# Material provided:
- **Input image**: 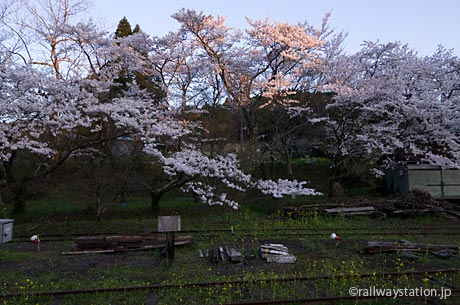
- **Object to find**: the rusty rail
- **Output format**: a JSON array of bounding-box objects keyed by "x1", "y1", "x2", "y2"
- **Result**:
[{"x1": 0, "y1": 269, "x2": 460, "y2": 298}]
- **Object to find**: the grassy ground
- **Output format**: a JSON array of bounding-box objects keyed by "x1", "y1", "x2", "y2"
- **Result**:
[{"x1": 0, "y1": 196, "x2": 460, "y2": 305}]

# Task directions:
Copy all of the records above word for word, but leave out the pictures.

# Answer in full:
- **Input image**: 
- **Object to find**: the rusty rail
- **Output format**: a JSON array of bounding-box objects keyed by "x1", "y1", "x2", "y2"
- **Result**:
[{"x1": 0, "y1": 269, "x2": 460, "y2": 298}]
- **Object to find**: the grassy ground
- **Output format**: a JSON array of bounding-box objects keyed by "x1", "y1", "x2", "y2"
- **Result**:
[{"x1": 0, "y1": 196, "x2": 460, "y2": 305}]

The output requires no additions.